═══ Excerpt provided

Skip to content or view screen version

Democracy is failing us.. What next? - opening a discussion

Chakuwi | 07.02.2004 12:45 | Oxford

Representative democracy does not represent. There are no popular checks on those who sit in parliament; the media are either corrupt or cowed down. The law now allows us all to be termed terrorist. This is far from the democratic ideal that I hold.
What is a possible solution?

British Democracy is failing us. (did it ever really work?)

Representative democracy does not represent. There are no popular checks on those who sit in parliament; the media are either corrupt or cowed down. The law now allows us all to be termed terrorist. I admit we are not yet living under a full dictatorship such as Hitler’s Germany, Stalin's Russia or even Saddam’s Iraq, but this is still far from the democratic ideal that I hold. I don't want to live in a system that only supports the interests of the rich, the arms dealers, the environmental destroyers and the imperialist warmongers.
What is a possible solution?

Some have said it’s a new politic party... Do they think this will work? Respect Coalition is just another SWP front group that is doomed to failure through lack of internal democracy.. Just like the Socialist Alliance. The many other small irrelevant parties are similarly weak... even the Green party or Scottish Socialist party won't hardly make much of a mark in a system deliberately stacked against them.

It is also worth wondering whether power is what we really want after all. Do we want others to be corrupted by its influence? Do we want to look like Blair, tiered warn out, crazed eyes?

A better solution in my mind is to think like the Zapatistas - don't seek power, but seek to change the nature of power.

══════

[Problem a] Change "chandelier" to "light fixture" in the records below, from the line with "Expected output: one point per instance of the white lower" through the end of the records, and please give back those lines with nothing else altered.

═══ Information provided

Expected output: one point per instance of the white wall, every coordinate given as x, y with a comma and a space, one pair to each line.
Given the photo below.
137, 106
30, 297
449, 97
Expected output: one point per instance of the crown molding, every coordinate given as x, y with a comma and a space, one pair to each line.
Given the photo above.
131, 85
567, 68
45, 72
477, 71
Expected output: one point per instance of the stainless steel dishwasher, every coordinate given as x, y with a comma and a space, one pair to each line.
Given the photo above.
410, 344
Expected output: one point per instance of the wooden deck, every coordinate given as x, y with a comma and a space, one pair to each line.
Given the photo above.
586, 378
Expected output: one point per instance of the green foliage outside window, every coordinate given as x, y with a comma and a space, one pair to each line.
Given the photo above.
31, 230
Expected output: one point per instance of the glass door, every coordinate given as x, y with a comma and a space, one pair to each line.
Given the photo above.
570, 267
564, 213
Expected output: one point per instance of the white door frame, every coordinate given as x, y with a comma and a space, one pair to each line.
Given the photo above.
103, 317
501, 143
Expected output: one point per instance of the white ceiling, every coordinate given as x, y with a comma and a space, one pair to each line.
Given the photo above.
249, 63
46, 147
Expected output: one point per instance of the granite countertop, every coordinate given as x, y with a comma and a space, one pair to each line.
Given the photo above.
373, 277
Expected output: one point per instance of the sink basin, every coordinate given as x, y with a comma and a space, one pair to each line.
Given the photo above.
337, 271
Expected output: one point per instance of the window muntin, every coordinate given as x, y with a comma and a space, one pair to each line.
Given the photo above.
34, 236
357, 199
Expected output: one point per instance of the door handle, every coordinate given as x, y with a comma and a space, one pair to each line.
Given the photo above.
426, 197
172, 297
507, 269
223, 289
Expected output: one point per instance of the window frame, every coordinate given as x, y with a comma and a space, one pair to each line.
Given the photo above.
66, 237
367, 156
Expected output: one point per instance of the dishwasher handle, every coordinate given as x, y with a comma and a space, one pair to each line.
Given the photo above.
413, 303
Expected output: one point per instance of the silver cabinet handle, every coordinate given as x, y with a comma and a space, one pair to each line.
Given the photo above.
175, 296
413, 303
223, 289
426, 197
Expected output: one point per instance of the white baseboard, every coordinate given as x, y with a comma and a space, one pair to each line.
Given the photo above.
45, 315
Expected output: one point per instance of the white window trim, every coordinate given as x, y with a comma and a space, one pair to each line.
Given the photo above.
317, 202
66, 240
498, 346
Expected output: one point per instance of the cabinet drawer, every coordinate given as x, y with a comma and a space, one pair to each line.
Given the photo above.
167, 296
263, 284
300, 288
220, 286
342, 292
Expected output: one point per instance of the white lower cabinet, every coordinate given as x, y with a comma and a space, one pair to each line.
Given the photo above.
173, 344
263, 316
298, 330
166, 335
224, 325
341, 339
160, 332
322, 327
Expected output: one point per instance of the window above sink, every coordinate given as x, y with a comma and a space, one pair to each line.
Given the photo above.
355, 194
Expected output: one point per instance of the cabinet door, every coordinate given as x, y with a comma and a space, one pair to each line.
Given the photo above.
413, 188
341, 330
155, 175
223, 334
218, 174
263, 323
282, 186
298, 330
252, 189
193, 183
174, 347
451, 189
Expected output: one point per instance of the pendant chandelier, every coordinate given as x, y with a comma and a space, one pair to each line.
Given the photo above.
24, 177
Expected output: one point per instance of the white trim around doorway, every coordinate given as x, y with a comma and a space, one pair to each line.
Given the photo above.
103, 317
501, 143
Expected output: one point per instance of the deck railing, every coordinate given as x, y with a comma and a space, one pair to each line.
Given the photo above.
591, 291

══════

[Problem b] Copy out the whole post about British democracy above, word for word, without any changes.

[Full output a]
Expected output: one point per instance of the white lower cabinet, every coordinate given as x, y with a comma and a space, one pair to each line.
Given the photo above.
173, 344
263, 316
298, 330
166, 335
224, 325
341, 339
160, 332
322, 327
Expected output: one point per instance of the window above sink, every coordinate given as x, y with a comma and a space, one pair to each line.
Given the photo above.
355, 194
Expected output: one point per instance of the cabinet door, every coordinate given as x, y with a comma and a space, one pair to each line.
Given the photo above.
413, 188
341, 330
155, 175
223, 334
218, 174
263, 323
282, 186
298, 330
252, 189
193, 183
174, 347
451, 189
Expected output: one point per instance of the pendant light fixture, every coordinate given as x, y with a comma and a space, one pair to each line.
Given the photo above.
24, 177
Expected output: one point per instance of the white trim around doorway, every coordinate given as x, y with a comma and a space, one pair to each line.
Given the photo above.
103, 317
501, 143
Expected output: one point per instance of the deck railing, every coordinate given as x, y with a comma and a space, one pair to each line.
Given the photo above.
591, 291

[Full output b]
Skip to content or view screen version

Democracy is failing us.. What next? - opening a discussion

Chakuwi | 07.02.2004 12:45 | Oxford

Representative democracy does not represent. There are no popular checks on those who sit in parliament; the media are either corrupt or cowed down. The law now allows us all to be termed terrorist. This is far from the democratic ideal that I hold.
What is a possible solution?

British Democracy is failing us. (did it ever really work?)

Representative democracy does not represent. There are no popular checks on those who sit in parliament; the media are either corrupt or cowed down. The law now allows us all to be termed terrorist. I admit we are not yet living under a full dictatorship such as Hitler’s Germany, Stalin's Russia or even Saddam’s Iraq, but this is still far from the democratic ideal that I hold. I don't want to live in a system that only supports the interests of the rich, the arms dealers, the environmental destroyers and the imperialist warmongers.
What is a possible solution?

Some have said it’s a new politic party... Do they think this will work? Respect Coalition is just another SWP front group that is doomed to failure through lack of internal democracy.. Just like the Socialist Alliance. The many other small irrelevant parties are similarly weak... even the Green party or Scottish Socialist party won't hardly make much of a mark in a system deliberately stacked against them.

It is also worth wondering whether power is what we really want after all. Do we want others to be corrupted by its influence? Do we want to look like Blair, tiered warn out, crazed eyes?

A better solution in my mind is to think like the Zapatistas - don't seek power, but seek to change the nature of power.